TASK TO COMPLETE. How many lines in the listing below contain the string "positive"? Tally them and reply with the number alone.

(Beginning of PROVIDED ENTRIES)

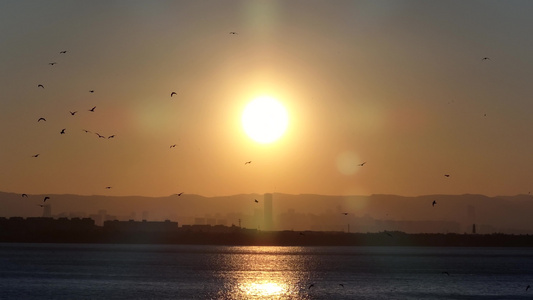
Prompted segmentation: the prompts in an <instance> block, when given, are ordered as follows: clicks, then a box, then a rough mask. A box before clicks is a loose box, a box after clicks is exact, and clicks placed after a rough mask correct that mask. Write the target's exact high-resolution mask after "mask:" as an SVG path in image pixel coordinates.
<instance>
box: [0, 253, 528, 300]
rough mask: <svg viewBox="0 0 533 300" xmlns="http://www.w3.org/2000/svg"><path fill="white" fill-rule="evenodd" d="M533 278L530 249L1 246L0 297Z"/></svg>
mask: <svg viewBox="0 0 533 300" xmlns="http://www.w3.org/2000/svg"><path fill="white" fill-rule="evenodd" d="M443 272H448V273H449V274H450V275H449V276H448V275H447V274H445V273H443ZM311 284H313V285H314V286H313V287H311V288H309V286H310V285H311ZM341 284H342V285H344V287H343V286H341ZM528 284H530V285H532V286H533V249H531V248H423V247H229V246H177V245H83V244H82V245H79V244H0V298H1V299H522V298H524V299H525V298H531V297H533V289H530V290H529V291H526V286H527V285H528Z"/></svg>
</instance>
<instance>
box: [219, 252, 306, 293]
mask: <svg viewBox="0 0 533 300" xmlns="http://www.w3.org/2000/svg"><path fill="white" fill-rule="evenodd" d="M234 251H235V252H234ZM302 251H303V250H302V249H301V248H300V247H261V246H258V247H235V248H233V249H232V254H233V255H231V257H228V259H226V260H225V261H224V262H222V263H223V265H224V268H225V269H226V268H227V269H229V270H227V271H224V272H222V273H221V274H220V276H222V277H224V278H223V279H224V282H225V287H224V290H225V291H224V294H222V295H219V296H221V297H223V298H224V299H287V298H291V299H293V298H298V299H305V298H306V296H307V295H306V289H307V286H308V285H309V283H308V282H309V273H308V272H302V271H301V270H302V269H305V265H306V264H307V263H308V262H307V261H306V260H307V259H308V256H307V255H296V254H302Z"/></svg>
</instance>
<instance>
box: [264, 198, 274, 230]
mask: <svg viewBox="0 0 533 300" xmlns="http://www.w3.org/2000/svg"><path fill="white" fill-rule="evenodd" d="M263 202H264V208H263V211H264V217H263V222H264V226H263V228H264V230H266V231H269V230H273V228H274V221H273V220H274V218H273V209H272V194H265V196H264V200H263Z"/></svg>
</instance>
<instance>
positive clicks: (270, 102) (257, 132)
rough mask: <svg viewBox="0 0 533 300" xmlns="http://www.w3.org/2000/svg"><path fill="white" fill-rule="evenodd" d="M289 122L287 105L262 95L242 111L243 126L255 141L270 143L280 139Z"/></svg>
mask: <svg viewBox="0 0 533 300" xmlns="http://www.w3.org/2000/svg"><path fill="white" fill-rule="evenodd" d="M288 124H289V116H288V114H287V110H285V107H283V105H281V103H279V102H278V101H276V100H275V99H274V98H271V97H268V96H262V97H259V98H256V99H254V100H253V101H252V102H250V103H248V105H247V106H246V108H245V109H244V111H243V113H242V126H243V129H244V131H245V132H246V134H247V135H248V136H249V137H250V138H251V139H253V140H254V141H256V142H258V143H261V144H268V143H272V142H274V141H276V140H277V139H279V138H280V137H281V136H282V135H283V133H284V132H285V130H286V129H287V125H288Z"/></svg>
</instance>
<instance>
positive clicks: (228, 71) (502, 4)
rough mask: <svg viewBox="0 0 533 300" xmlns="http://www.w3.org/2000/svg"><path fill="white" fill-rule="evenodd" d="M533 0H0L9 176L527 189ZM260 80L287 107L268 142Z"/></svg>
mask: <svg viewBox="0 0 533 300" xmlns="http://www.w3.org/2000/svg"><path fill="white" fill-rule="evenodd" d="M532 8H533V3H530V2H525V1H506V2H501V1H469V2H466V3H465V2H463V1H447V2H438V1H430V2H426V1H424V2H421V1H403V2H397V1H379V2H375V1H331V2H321V1H231V2H218V1H203V2H201V3H199V2H196V1H156V2H131V1H116V2H96V3H95V2H82V1H68V2H67V1H47V2H46V3H43V2H39V1H12V2H5V3H2V4H0V20H2V21H0V22H1V23H2V28H3V29H2V30H1V31H0V37H1V39H2V41H3V47H2V48H1V49H0V66H2V71H1V72H0V90H1V91H2V96H1V97H2V101H1V102H0V125H1V126H2V128H4V130H2V131H1V132H0V140H2V141H3V143H2V149H1V150H0V168H1V169H2V170H4V172H2V174H0V191H3V192H10V193H19V194H22V193H25V194H42V195H47V194H50V195H51V194H78V195H106V196H146V197H160V196H168V195H174V194H178V193H183V196H181V197H184V196H186V195H187V194H195V195H203V196H208V197H211V196H226V195H235V194H250V193H257V194H264V193H286V194H321V195H339V196H346V197H349V196H351V195H372V194H396V195H404V196H418V195H433V194H450V195H461V194H484V195H487V196H498V195H518V194H528V193H529V192H530V190H531V189H533V182H532V180H531V178H533V176H532V175H533V157H531V155H530V153H531V152H532V150H533V139H531V138H530V136H531V132H530V131H531V129H530V128H532V127H533V118H531V117H530V116H529V113H530V111H531V110H532V109H533V102H532V101H531V96H532V95H533V87H532V86H531V84H530V83H529V78H530V75H531V72H532V71H533V58H531V55H530V52H531V51H530V50H531V49H533V38H532V37H531V36H530V35H529V34H528V32H529V28H532V26H533V20H532V19H531V18H530V16H529V13H528V12H529V11H530V10H531V9H532ZM261 96H268V97H272V98H274V99H276V100H277V101H278V102H279V103H280V104H281V105H282V106H283V107H284V108H285V109H286V111H287V115H288V125H287V129H286V131H285V133H284V134H283V135H282V136H281V137H280V138H279V139H278V140H276V141H274V142H272V143H268V144H262V143H258V142H256V141H254V140H253V139H251V138H250V137H248V136H247V134H246V131H245V130H244V128H243V126H242V124H241V120H242V117H243V116H242V114H243V111H244V109H245V107H246V105H247V104H248V103H250V102H251V101H252V100H254V99H256V98H258V97H261ZM41 118H43V119H41ZM49 201H51V202H53V201H54V199H50V200H49ZM187 205H189V204H187ZM123 206H124V207H128V203H124V204H123Z"/></svg>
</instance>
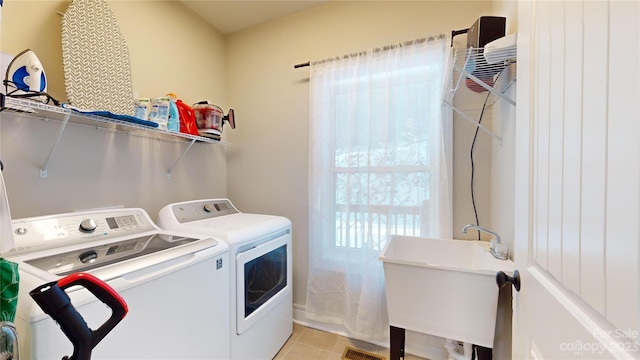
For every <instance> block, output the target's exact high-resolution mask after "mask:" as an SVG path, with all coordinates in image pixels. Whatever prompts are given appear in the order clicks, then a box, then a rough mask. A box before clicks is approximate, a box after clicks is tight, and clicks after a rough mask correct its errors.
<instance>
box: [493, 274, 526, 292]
mask: <svg viewBox="0 0 640 360" xmlns="http://www.w3.org/2000/svg"><path fill="white" fill-rule="evenodd" d="M496 283H497V284H498V287H501V288H502V287H504V286H505V285H507V284H513V287H514V288H515V289H516V291H520V273H519V272H518V270H514V271H513V276H509V275H507V274H505V273H504V272H503V271H498V272H497V273H496Z"/></svg>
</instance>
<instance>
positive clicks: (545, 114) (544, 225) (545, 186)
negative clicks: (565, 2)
mask: <svg viewBox="0 0 640 360" xmlns="http://www.w3.org/2000/svg"><path fill="white" fill-rule="evenodd" d="M538 11H539V13H540V14H541V17H540V21H539V23H538V24H537V25H536V26H537V28H536V29H535V31H537V32H538V34H539V36H538V38H537V39H538V46H537V48H538V49H539V52H540V53H539V57H538V59H539V61H538V62H537V63H536V64H535V66H536V67H537V68H538V70H537V72H538V73H539V74H544V75H543V76H540V77H538V79H537V83H538V84H537V89H536V94H535V98H536V102H537V104H536V109H537V111H536V113H535V117H536V119H535V121H534V123H535V124H536V126H537V129H536V136H537V138H536V139H535V141H536V142H537V151H536V154H535V157H536V158H537V161H536V162H535V164H536V166H537V169H536V174H537V176H536V180H535V181H536V185H535V188H536V192H537V196H535V197H534V201H535V202H536V204H535V205H534V206H535V209H536V211H535V213H536V218H537V223H536V226H535V227H536V237H535V238H534V239H535V241H536V253H535V259H536V262H537V263H538V264H540V266H542V267H543V268H545V269H546V268H547V264H548V261H547V259H548V258H547V251H548V246H547V241H548V238H549V237H548V219H549V101H550V98H549V88H550V81H551V77H550V75H549V74H550V65H551V61H550V56H551V54H550V53H551V48H550V38H551V33H550V29H549V11H550V8H549V3H548V2H546V1H545V2H541V3H540V5H539V8H538Z"/></svg>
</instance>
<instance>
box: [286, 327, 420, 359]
mask: <svg viewBox="0 0 640 360" xmlns="http://www.w3.org/2000/svg"><path fill="white" fill-rule="evenodd" d="M347 346H350V347H352V348H356V349H360V350H364V351H368V352H370V353H374V354H377V355H382V356H384V357H385V359H387V360H389V349H388V348H384V347H381V346H378V345H375V344H370V343H367V342H364V341H359V340H354V339H350V338H347V337H344V336H340V335H336V334H332V333H328V332H325V331H320V330H317V329H313V328H309V327H306V326H302V325H299V324H296V323H294V324H293V334H292V335H291V337H290V338H289V340H288V341H287V342H286V343H285V344H284V346H283V347H282V349H280V352H279V353H278V354H277V355H276V357H275V358H274V360H340V359H342V353H343V352H344V349H345V347H347ZM405 360H426V359H424V358H421V357H418V356H413V355H410V354H406V356H405Z"/></svg>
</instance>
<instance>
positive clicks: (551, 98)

(End of PROVIDED ENTRIES)

WRITTEN RESPONSE. 4